» Data excerpts
+===+
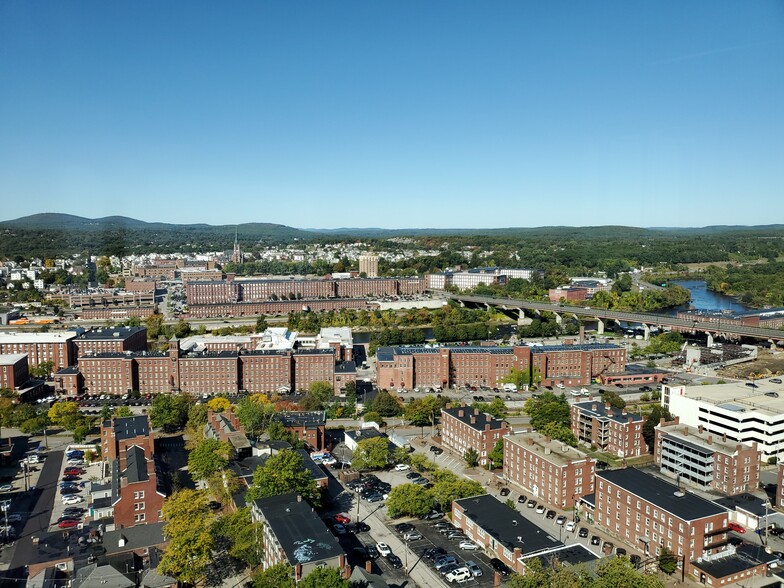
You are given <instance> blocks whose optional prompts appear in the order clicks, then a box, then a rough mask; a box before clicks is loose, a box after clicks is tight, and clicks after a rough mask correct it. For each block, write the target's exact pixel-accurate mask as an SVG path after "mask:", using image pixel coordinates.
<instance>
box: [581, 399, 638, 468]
mask: <svg viewBox="0 0 784 588" xmlns="http://www.w3.org/2000/svg"><path fill="white" fill-rule="evenodd" d="M643 424H645V420H644V419H643V418H642V416H640V415H639V414H635V413H633V412H627V411H626V409H625V408H620V409H619V408H613V407H612V406H610V405H609V404H604V403H602V402H601V401H593V400H589V401H587V402H576V403H575V404H572V407H571V425H572V433H574V436H575V437H577V440H578V441H579V442H580V443H584V444H586V445H592V446H594V447H596V448H597V449H599V450H600V451H602V452H604V453H612V454H614V455H617V456H618V457H639V456H640V455H645V454H646V453H648V445H647V444H646V443H645V438H644V437H643V435H642V426H643Z"/></svg>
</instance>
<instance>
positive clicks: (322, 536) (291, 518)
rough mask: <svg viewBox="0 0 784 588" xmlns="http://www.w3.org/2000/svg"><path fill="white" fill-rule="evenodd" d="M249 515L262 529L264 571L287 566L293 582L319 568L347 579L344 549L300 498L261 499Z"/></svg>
mask: <svg viewBox="0 0 784 588" xmlns="http://www.w3.org/2000/svg"><path fill="white" fill-rule="evenodd" d="M251 514H252V516H253V520H254V521H255V522H258V523H261V524H262V528H263V531H262V533H263V541H261V545H263V547H264V561H263V563H262V568H263V569H267V568H269V567H271V566H274V565H276V564H281V563H282V564H287V565H290V566H292V568H293V573H294V581H295V582H299V581H300V580H301V579H302V578H304V577H305V576H307V575H308V574H309V573H311V572H312V571H313V570H315V569H316V568H319V567H335V568H339V569H340V570H341V573H342V574H343V575H344V577H348V574H349V572H350V570H349V568H348V566H347V565H346V554H345V553H344V551H343V548H342V547H341V546H340V543H338V541H337V539H335V536H334V535H333V534H332V533H331V532H330V531H329V529H327V527H326V525H325V524H324V521H322V520H321V518H320V517H319V516H318V515H317V514H316V512H315V511H314V510H313V509H312V508H311V507H310V505H308V503H307V502H304V501H303V500H302V497H300V496H298V495H297V494H294V493H290V494H282V495H280V496H271V497H269V498H261V499H259V500H256V501H254V502H253V505H252V507H251Z"/></svg>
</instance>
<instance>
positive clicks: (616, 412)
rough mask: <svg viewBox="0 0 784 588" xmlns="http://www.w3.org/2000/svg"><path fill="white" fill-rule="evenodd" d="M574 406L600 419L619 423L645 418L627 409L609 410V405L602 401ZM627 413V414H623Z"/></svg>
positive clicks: (635, 412) (615, 409)
mask: <svg viewBox="0 0 784 588" xmlns="http://www.w3.org/2000/svg"><path fill="white" fill-rule="evenodd" d="M573 406H576V407H578V408H579V409H580V410H581V411H583V412H586V413H588V414H590V415H592V416H595V417H596V418H598V419H607V420H612V421H616V422H619V423H626V422H628V421H629V417H631V419H632V422H635V423H636V422H639V421H642V420H643V418H642V416H640V415H639V414H637V413H636V412H627V411H626V409H625V408H623V409H622V408H612V407H610V408H609V409H608V408H607V405H606V404H605V403H604V402H602V401H601V400H594V401H590V400H588V401H587V402H576V403H575V404H574V405H573ZM624 412H626V414H623V413H624Z"/></svg>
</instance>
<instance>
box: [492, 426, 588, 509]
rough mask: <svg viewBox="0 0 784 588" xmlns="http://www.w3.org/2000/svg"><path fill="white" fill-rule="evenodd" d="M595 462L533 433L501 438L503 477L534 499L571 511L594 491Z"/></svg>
mask: <svg viewBox="0 0 784 588" xmlns="http://www.w3.org/2000/svg"><path fill="white" fill-rule="evenodd" d="M595 471H596V460H595V459H594V458H592V457H590V456H588V455H586V454H585V453H583V452H582V451H579V450H578V449H575V448H574V447H569V446H568V445H566V444H565V443H563V442H561V441H557V440H554V439H551V438H550V437H547V436H545V435H541V434H539V433H536V432H533V431H531V432H528V433H519V434H516V435H507V436H506V437H504V477H505V478H506V479H507V480H509V481H510V482H511V483H513V484H516V485H517V486H519V487H521V488H523V489H524V490H525V491H526V492H528V493H530V494H531V495H533V496H534V497H535V498H536V499H537V500H543V501H545V502H547V503H548V504H551V505H553V506H556V507H558V508H572V507H574V506H575V504H576V502H577V501H579V499H580V498H582V497H583V496H585V495H586V494H591V493H592V492H593V491H594V473H595Z"/></svg>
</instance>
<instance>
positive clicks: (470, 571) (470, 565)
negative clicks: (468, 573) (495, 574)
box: [465, 559, 483, 578]
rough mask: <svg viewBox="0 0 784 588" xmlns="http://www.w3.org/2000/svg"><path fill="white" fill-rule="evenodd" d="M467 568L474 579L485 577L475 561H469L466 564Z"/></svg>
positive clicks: (469, 560) (481, 569)
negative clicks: (481, 576)
mask: <svg viewBox="0 0 784 588" xmlns="http://www.w3.org/2000/svg"><path fill="white" fill-rule="evenodd" d="M465 566H466V567H467V568H468V571H469V572H471V575H472V576H473V577H474V578H479V577H481V576H482V575H483V572H482V568H480V567H479V566H478V565H477V563H476V562H475V561H473V560H470V559H469V560H468V561H467V562H466V563H465Z"/></svg>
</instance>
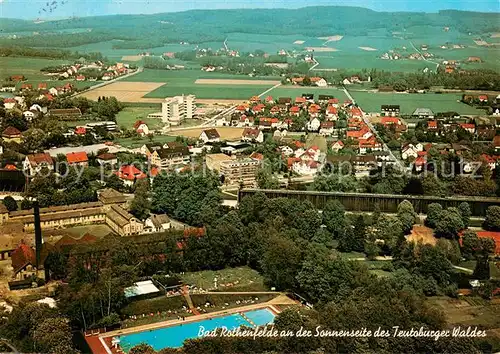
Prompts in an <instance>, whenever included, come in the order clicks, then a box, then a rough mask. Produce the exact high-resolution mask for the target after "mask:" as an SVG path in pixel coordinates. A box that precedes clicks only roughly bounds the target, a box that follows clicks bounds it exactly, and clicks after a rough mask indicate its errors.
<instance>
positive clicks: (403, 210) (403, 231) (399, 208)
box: [398, 200, 417, 234]
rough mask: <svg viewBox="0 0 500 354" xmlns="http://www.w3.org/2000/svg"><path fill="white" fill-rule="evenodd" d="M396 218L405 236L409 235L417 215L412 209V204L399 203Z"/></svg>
mask: <svg viewBox="0 0 500 354" xmlns="http://www.w3.org/2000/svg"><path fill="white" fill-rule="evenodd" d="M398 218H399V221H401V224H402V225H403V232H404V233H405V234H409V233H410V231H411V229H412V228H413V224H415V220H416V218H417V213H416V212H415V210H414V209H413V204H411V203H410V202H409V201H408V200H403V201H402V202H401V203H399V205H398Z"/></svg>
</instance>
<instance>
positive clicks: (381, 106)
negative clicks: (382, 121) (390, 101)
mask: <svg viewBox="0 0 500 354" xmlns="http://www.w3.org/2000/svg"><path fill="white" fill-rule="evenodd" d="M400 113H401V109H400V106H399V105H394V104H383V105H382V106H381V107H380V115H381V116H384V117H398V116H399V115H400Z"/></svg>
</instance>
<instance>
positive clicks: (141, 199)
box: [130, 179, 151, 220]
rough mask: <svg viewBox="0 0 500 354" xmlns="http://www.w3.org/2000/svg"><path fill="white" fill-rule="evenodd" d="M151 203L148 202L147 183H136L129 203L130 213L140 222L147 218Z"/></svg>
mask: <svg viewBox="0 0 500 354" xmlns="http://www.w3.org/2000/svg"><path fill="white" fill-rule="evenodd" d="M150 209H151V202H150V201H149V181H148V180H147V179H145V180H141V181H138V182H137V184H136V187H135V192H134V199H132V202H131V203H130V213H131V214H132V215H134V216H135V217H136V218H138V219H140V220H144V219H146V218H147V217H148V216H149V212H150Z"/></svg>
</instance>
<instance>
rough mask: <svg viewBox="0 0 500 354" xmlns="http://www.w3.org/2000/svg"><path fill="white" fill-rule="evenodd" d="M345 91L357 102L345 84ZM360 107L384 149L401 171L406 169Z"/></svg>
mask: <svg viewBox="0 0 500 354" xmlns="http://www.w3.org/2000/svg"><path fill="white" fill-rule="evenodd" d="M344 93H345V95H346V96H347V97H348V98H349V99H350V100H351V101H352V103H356V101H355V100H354V97H352V96H351V94H350V93H349V91H347V89H346V87H345V86H344ZM358 107H359V106H358ZM359 109H360V110H361V113H362V114H363V121H364V122H365V124H366V125H367V126H368V128H370V130H371V131H372V132H373V133H374V134H375V136H376V137H377V138H378V140H380V141H381V142H382V146H383V149H384V150H385V151H388V152H389V154H390V155H391V160H393V161H394V162H395V163H396V166H397V167H398V168H399V170H400V171H405V167H404V166H403V164H402V163H401V161H400V160H399V159H398V158H397V157H396V156H394V154H393V153H392V151H391V149H389V147H388V146H387V144H386V143H385V142H384V141H383V140H382V138H381V137H380V134H379V133H378V132H377V130H376V129H375V127H374V126H373V124H372V122H370V119H369V118H368V115H367V114H366V113H365V112H364V111H363V109H362V108H361V107H359Z"/></svg>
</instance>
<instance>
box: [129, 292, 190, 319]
mask: <svg viewBox="0 0 500 354" xmlns="http://www.w3.org/2000/svg"><path fill="white" fill-rule="evenodd" d="M182 306H186V307H187V303H186V300H185V299H184V297H183V296H180V295H179V296H171V297H166V296H159V297H155V298H152V299H144V300H138V301H133V302H131V303H130V304H128V305H127V306H125V307H124V308H123V309H122V310H121V311H120V312H121V313H122V314H123V315H125V316H132V315H142V314H150V313H158V311H160V312H164V311H168V310H170V311H178V310H182Z"/></svg>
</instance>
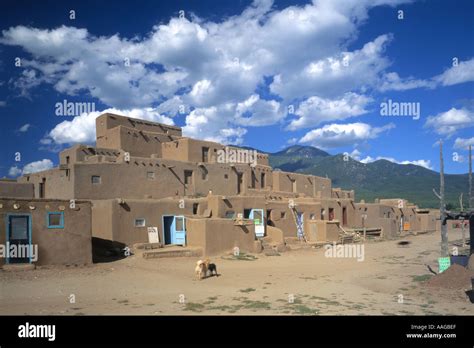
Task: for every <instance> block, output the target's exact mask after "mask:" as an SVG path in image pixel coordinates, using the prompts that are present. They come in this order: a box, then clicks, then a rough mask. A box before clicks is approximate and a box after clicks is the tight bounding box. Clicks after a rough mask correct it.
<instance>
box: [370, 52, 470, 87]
mask: <svg viewBox="0 0 474 348" xmlns="http://www.w3.org/2000/svg"><path fill="white" fill-rule="evenodd" d="M470 81H474V58H471V59H469V60H466V61H460V62H459V63H458V65H455V66H452V67H450V68H449V69H446V70H445V71H444V72H443V73H442V74H440V75H436V76H433V77H432V78H430V79H426V80H423V79H415V78H413V77H406V78H401V77H400V76H399V75H398V74H397V73H395V72H389V73H386V74H385V75H384V76H383V78H382V82H381V85H380V88H379V89H380V90H381V91H388V90H395V91H405V90H408V89H413V88H421V87H426V88H436V87H438V86H452V85H457V84H459V83H464V82H470Z"/></svg>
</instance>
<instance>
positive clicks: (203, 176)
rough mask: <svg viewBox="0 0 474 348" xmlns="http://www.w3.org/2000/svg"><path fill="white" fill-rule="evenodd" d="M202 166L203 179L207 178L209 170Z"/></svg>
mask: <svg viewBox="0 0 474 348" xmlns="http://www.w3.org/2000/svg"><path fill="white" fill-rule="evenodd" d="M200 168H201V178H202V180H207V174H208V171H207V169H206V168H204V167H200Z"/></svg>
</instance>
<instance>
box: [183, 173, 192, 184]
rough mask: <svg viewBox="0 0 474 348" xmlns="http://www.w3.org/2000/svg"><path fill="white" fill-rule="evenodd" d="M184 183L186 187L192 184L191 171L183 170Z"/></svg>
mask: <svg viewBox="0 0 474 348" xmlns="http://www.w3.org/2000/svg"><path fill="white" fill-rule="evenodd" d="M184 183H185V184H186V185H190V184H192V183H193V171H192V170H185V171H184Z"/></svg>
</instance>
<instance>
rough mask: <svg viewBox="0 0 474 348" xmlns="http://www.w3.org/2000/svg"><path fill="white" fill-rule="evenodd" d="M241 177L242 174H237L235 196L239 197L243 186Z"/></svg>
mask: <svg viewBox="0 0 474 348" xmlns="http://www.w3.org/2000/svg"><path fill="white" fill-rule="evenodd" d="M243 181H244V179H243V175H242V173H237V194H238V195H239V194H240V192H241V191H242V184H243Z"/></svg>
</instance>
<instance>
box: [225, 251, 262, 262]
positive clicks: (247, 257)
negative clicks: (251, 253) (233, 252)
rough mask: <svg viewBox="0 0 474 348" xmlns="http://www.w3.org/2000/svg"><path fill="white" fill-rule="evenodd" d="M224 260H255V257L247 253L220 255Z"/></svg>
mask: <svg viewBox="0 0 474 348" xmlns="http://www.w3.org/2000/svg"><path fill="white" fill-rule="evenodd" d="M222 259H224V260H239V261H255V260H257V257H256V256H254V255H251V254H247V253H240V254H239V255H234V254H229V255H226V256H222Z"/></svg>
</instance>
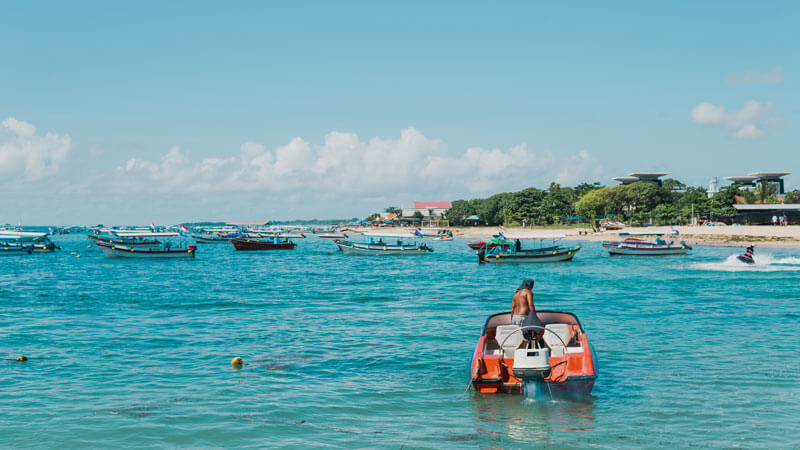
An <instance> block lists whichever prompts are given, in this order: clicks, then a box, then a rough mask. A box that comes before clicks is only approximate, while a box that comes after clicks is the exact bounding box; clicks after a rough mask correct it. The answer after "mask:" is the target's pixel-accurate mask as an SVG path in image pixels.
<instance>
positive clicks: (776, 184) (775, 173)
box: [725, 172, 791, 195]
mask: <svg viewBox="0 0 800 450" xmlns="http://www.w3.org/2000/svg"><path fill="white" fill-rule="evenodd" d="M786 175H791V173H790V172H754V173H751V174H749V175H741V176H734V177H725V179H726V180H729V181H732V182H733V184H732V186H739V187H740V188H742V189H748V190H753V189H755V187H756V186H758V185H759V183H761V182H764V181H766V182H767V183H769V185H770V186H772V187H774V188H775V193H776V194H777V195H784V194H786V189H785V187H784V184H783V177H785V176H786Z"/></svg>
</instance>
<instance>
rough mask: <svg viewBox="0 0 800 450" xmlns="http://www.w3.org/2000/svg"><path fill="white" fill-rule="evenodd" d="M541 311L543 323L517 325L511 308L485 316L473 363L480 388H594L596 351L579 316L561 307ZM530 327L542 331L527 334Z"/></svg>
mask: <svg viewBox="0 0 800 450" xmlns="http://www.w3.org/2000/svg"><path fill="white" fill-rule="evenodd" d="M536 315H537V317H538V318H539V320H540V321H541V323H542V326H527V327H519V326H517V325H512V324H511V312H504V313H498V314H494V315H492V316H489V318H488V319H486V323H485V324H484V326H483V330H482V331H481V337H480V339H478V344H477V345H476V346H475V352H474V354H473V356H472V364H471V365H470V374H471V377H472V386H473V388H474V389H475V392H479V393H481V394H495V393H498V392H503V393H512V394H522V393H524V392H525V389H526V385H527V386H529V387H530V386H531V385H533V386H536V387H542V388H543V390H546V391H547V392H550V393H552V394H553V395H568V396H569V395H572V396H584V395H588V394H589V393H591V392H592V388H593V387H594V382H595V380H596V379H597V373H598V369H597V356H596V355H595V353H594V350H593V349H592V346H591V344H590V343H589V338H588V336H587V335H586V332H585V331H584V329H583V326H582V325H581V323H580V322H579V321H578V318H577V317H576V316H575V315H574V314H572V313H569V312H561V311H536ZM531 331H533V332H534V333H535V334H538V335H539V337H538V338H537V337H535V336H530V335H529V336H526V334H530V332H531ZM527 338H530V339H527Z"/></svg>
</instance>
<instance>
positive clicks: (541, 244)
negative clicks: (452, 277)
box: [478, 233, 581, 264]
mask: <svg viewBox="0 0 800 450" xmlns="http://www.w3.org/2000/svg"><path fill="white" fill-rule="evenodd" d="M498 236H499V237H497V238H495V239H493V240H491V241H489V242H487V244H486V246H485V247H484V248H483V249H480V250H478V262H479V263H493V264H503V263H546V262H561V261H570V260H572V258H574V257H575V253H577V252H578V251H579V250H580V249H581V246H580V245H577V246H571V247H563V246H560V245H556V241H557V240H559V239H563V238H564V237H565V236H564V235H507V234H505V233H500V234H499V235H498ZM528 241H531V242H534V245H533V246H531V247H527V248H524V247H523V246H522V243H523V242H528ZM546 241H552V243H549V244H545V242H546ZM490 243H495V244H497V245H495V247H494V248H489V244H490Z"/></svg>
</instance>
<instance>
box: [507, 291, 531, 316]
mask: <svg viewBox="0 0 800 450" xmlns="http://www.w3.org/2000/svg"><path fill="white" fill-rule="evenodd" d="M532 309H533V292H531V290H530V289H520V290H518V291H517V292H516V293H515V294H514V298H513V299H511V315H514V316H527V315H528V313H530V312H531V310H532Z"/></svg>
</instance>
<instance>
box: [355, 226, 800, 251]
mask: <svg viewBox="0 0 800 450" xmlns="http://www.w3.org/2000/svg"><path fill="white" fill-rule="evenodd" d="M674 229H675V230H678V233H680V234H679V236H677V237H676V238H677V239H681V240H684V241H686V242H687V243H689V244H694V245H725V246H741V245H744V244H748V243H757V244H761V245H768V246H775V247H800V226H798V225H791V226H776V227H773V226H768V225H761V226H758V225H731V226H676V227H674ZM376 230H378V229H375V228H369V229H367V228H364V229H358V230H353V231H359V232H360V231H376ZM379 230H380V231H387V232H388V231H390V230H391V229H385V228H383V229H379ZM452 230H453V234H454V235H455V236H457V237H459V236H460V237H469V238H476V239H485V238H488V237H490V236H492V235H493V234H496V233H497V230H498V227H463V228H459V227H454V228H452ZM505 230H506V231H508V232H509V233H519V232H523V231H524V232H525V233H531V234H542V235H551V234H563V235H566V237H567V239H570V240H576V241H607V240H614V239H617V238H618V237H619V233H665V234H670V233H672V229H671V228H670V227H668V226H663V227H625V228H624V229H622V230H613V231H600V232H596V233H595V232H592V230H591V229H589V228H564V229H559V228H515V227H505Z"/></svg>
+===+
» What the task requires
Set down, from the entries above, exactly the lines from the one with "positive clicks: (381, 106)" up to and including the one with "box: [130, 179, 151, 220]", and no other lines.

» Answer for this exercise
positive clicks: (381, 106)
negative clicks: (382, 121) (390, 101)
mask: <svg viewBox="0 0 500 354" xmlns="http://www.w3.org/2000/svg"><path fill="white" fill-rule="evenodd" d="M400 113H401V109H400V106H399V105H394V104H383V105H382V106H381V107H380V115H381V116H384V117H398V116H399V115H400Z"/></svg>
</instance>
<instance>
positive clicks: (141, 199)
box: [130, 179, 151, 220]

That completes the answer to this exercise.